[Dataset excerpts]
####################
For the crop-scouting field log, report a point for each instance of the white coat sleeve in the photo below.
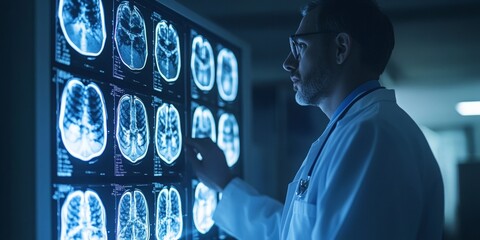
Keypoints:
(245, 214)
(372, 189)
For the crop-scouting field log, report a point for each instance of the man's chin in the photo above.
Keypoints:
(300, 100)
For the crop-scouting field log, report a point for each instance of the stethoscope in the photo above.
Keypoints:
(303, 183)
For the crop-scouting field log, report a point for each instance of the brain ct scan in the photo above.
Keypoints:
(227, 75)
(169, 214)
(132, 218)
(202, 63)
(168, 133)
(204, 207)
(131, 36)
(203, 124)
(83, 216)
(167, 51)
(228, 138)
(83, 120)
(132, 131)
(83, 25)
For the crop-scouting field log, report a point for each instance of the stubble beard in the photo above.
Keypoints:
(311, 91)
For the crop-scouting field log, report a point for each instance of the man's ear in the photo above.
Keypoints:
(343, 43)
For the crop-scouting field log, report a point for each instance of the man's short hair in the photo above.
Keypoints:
(364, 22)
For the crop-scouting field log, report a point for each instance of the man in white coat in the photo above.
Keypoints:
(370, 175)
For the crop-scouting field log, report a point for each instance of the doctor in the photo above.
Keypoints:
(371, 174)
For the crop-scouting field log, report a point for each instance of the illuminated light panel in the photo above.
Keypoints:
(131, 36)
(83, 217)
(168, 133)
(202, 63)
(83, 120)
(203, 124)
(228, 138)
(167, 51)
(132, 219)
(169, 222)
(204, 207)
(132, 133)
(227, 75)
(468, 108)
(83, 25)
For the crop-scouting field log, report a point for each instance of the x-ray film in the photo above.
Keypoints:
(131, 36)
(83, 25)
(132, 220)
(167, 51)
(227, 75)
(83, 120)
(204, 207)
(83, 216)
(132, 133)
(203, 124)
(228, 138)
(168, 133)
(202, 63)
(169, 222)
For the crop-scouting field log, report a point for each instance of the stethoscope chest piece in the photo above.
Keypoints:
####################
TASK GOAL:
Wherever the word "coat" appears in the entries above, copy that line.

RESPONSE AREA:
For the crop-scouting field log, report a point for each instance of the white coat sleeve in the photo below.
For the crop-scouting field log, report a point for each instance of the man in white coat in the photo above.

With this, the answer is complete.